## GIVEN INFORMATION
↓

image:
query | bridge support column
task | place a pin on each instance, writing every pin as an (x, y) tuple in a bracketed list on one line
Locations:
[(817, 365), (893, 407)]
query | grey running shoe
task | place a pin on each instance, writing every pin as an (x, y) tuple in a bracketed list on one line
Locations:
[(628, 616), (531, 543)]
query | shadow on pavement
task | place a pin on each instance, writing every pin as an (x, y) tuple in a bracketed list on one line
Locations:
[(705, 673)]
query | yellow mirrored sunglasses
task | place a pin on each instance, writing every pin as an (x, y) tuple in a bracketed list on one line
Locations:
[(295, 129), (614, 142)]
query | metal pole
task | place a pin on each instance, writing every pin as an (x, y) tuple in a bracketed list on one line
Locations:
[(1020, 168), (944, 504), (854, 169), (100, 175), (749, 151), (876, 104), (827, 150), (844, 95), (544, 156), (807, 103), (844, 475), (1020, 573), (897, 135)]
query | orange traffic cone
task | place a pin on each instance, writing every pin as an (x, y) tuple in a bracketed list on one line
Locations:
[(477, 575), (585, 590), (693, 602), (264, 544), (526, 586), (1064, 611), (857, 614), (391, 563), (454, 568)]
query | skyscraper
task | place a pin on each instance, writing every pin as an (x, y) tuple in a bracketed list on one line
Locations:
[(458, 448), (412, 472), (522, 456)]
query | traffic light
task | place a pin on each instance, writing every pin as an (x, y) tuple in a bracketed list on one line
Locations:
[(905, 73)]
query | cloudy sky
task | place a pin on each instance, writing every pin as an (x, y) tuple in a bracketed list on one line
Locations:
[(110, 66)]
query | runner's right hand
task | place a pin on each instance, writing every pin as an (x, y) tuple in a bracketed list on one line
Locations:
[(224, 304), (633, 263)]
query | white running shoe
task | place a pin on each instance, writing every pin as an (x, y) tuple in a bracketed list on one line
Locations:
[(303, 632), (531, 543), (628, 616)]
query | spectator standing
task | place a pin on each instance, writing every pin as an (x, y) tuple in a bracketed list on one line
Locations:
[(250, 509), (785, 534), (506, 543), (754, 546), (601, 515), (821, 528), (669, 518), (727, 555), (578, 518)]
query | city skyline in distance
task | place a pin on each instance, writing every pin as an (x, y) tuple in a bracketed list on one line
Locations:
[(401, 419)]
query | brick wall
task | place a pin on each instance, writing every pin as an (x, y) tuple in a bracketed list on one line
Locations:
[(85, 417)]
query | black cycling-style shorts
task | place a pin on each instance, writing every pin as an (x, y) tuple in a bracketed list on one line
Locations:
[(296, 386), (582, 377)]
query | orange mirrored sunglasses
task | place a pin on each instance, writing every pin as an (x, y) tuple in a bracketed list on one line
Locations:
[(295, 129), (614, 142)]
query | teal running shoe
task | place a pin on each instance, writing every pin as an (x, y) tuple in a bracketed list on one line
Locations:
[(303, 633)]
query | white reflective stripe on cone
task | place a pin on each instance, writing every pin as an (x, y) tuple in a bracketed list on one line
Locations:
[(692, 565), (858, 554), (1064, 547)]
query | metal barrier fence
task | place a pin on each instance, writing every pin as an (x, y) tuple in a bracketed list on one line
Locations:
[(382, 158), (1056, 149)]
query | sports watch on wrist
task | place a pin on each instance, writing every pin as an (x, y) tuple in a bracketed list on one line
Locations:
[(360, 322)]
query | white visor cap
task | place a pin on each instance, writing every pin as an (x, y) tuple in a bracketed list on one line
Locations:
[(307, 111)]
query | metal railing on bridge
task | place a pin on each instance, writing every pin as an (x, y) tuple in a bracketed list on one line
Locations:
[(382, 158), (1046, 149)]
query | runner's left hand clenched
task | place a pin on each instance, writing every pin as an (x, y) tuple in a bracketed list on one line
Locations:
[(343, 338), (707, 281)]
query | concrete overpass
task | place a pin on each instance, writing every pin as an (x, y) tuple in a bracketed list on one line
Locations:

↑

Change "bracketed list" to "square-bracketed list" everywhere it occurs in the records above, and reproduce the records with everything else left as it is.

## CORRECT ANSWER
image:
query | bridge support column
task | place a pin on each instance, writing every pin as an (x, y) tuple in a square-bracketed list on one line
Locations:
[(817, 365), (893, 407)]
query | grey running shoe
task | place a pin on each instance, writing every pin as an (x, y) tuple in a square-bracketed list on one line
Locations:
[(628, 616), (531, 543)]
query | shadow on pavement
task | place a pin on each instance, writing every pin as an (x, y) tuple in a square-bracketed list on one line
Locations:
[(705, 673)]
query | yellow mirrored sunglasses
task | place a pin on each instance, writing every pin as an (x, y) tuple in a square-bracketed list on one line
Locations:
[(295, 129), (614, 142)]
query | metal pole
task | place a pin on each instance, writing every pin as an (x, y) tuple in a square-bracketed list on one line
Locations:
[(1020, 168), (944, 504), (854, 169), (100, 175), (749, 151), (876, 104), (827, 150), (844, 95), (544, 156), (807, 103), (844, 475), (1020, 573), (897, 135)]
query | orange traffic cone
task | place a pin on each instance, writing every pin as an (x, y) tuple in a square-bracketed list on one line
Locations:
[(477, 575), (585, 590), (693, 602), (264, 544), (526, 586), (1064, 611), (857, 614), (391, 563), (454, 568)]
query | skyscraper
task | place a pin on each instance, writing every pin as an (x, y) tuple in a square-bracketed list on one line
Locations:
[(458, 448), (412, 472), (522, 456)]
query | traffic light
task | place a pin on each instance, writing every pin as an (x, y) tuple in a square-bracketed list on one line
Locations:
[(905, 73)]
query | cloudy sky
task | place a pin on each instance, writing every pin as an (x, y) tuple in a square-bracketed list on one line
Locations:
[(110, 66)]
query | runner's right hand
task | place a pin on each instance, writing every pin as an (x, y) tuple in a square-bracketed list on one line
Locations:
[(224, 304), (633, 263)]
query | white running shoe
task | place a pin on each instance, writing every pin as an (x, y) tuple in a square-bracketed list on one line
Locations:
[(303, 632), (531, 543), (628, 616)]
query | spectator standing
task | place a pin on each instance, writing every pin as an (x, y) tuple in a square-bracketed list on one line
Locations:
[(250, 509), (785, 534), (506, 543), (754, 546), (601, 515), (821, 528), (669, 518), (727, 555), (578, 518)]
query | city skyline in distance
task | place a pin on each instance, writing every pin as an (x, y) tuple in a square-bracketed list on one line
Locations:
[(401, 419)]
query | brick wall
task | place a pin on each instance, writing every pin as an (x, y) tuple in a square-bracketed list on one line
Locations:
[(85, 417)]
query | black cycling-style shorts
task | place a pin on each instance, writing every pin as an (x, y) tuple in a square-bracketed list on one line
Locations:
[(296, 386), (582, 377)]
query | orange mirrored sunglasses
task | place a pin on each instance, writing every pin as an (x, y) tuple in a square-bracketed list on one line
Locations:
[(295, 129), (614, 142)]
query | teal running shoe
task | place a pin on each instance, writing every pin as an (x, y) tuple in a square-bracketed list on one line
Locations:
[(303, 633)]
query | white reflective stripe on cone
task | place a pin on each instance, writing every pin as an (x, y) tuple in a square-bracketed list on one line
Locations:
[(692, 565), (858, 554), (1064, 547)]
query | metal barrier fence
task | place a pin on each instance, writing every pin as an (x, y) tuple in a square-bracketed list on one line
Locations:
[(382, 158), (1056, 149)]
query | sports watch on wrist
task | place a pin on each instance, writing every pin as an (x, y) tuple in a square-bracketed list on one line
Locations:
[(360, 322)]
query | white visor cap
task | place a pin on each instance, writing every pin as an (x, y) tuple in a square-bracketed list on one line
Locations:
[(307, 111)]
query | metal railing on bridge
task | place a pin on each instance, writing every pin as an (x, y) tuple in a square-bracketed list on one line
Locations:
[(382, 158), (1046, 149)]
query | runner's left hand clenched
task | place a pin on each instance, writing every pin as an (x, y) tuple in a square-bracketed list on one line
Locations:
[(343, 338), (707, 281)]
query | concrete overpass
task | place a pin on each instance, writing every pin as an (x, y) tuple in a square-bracketed list on one line
Locations:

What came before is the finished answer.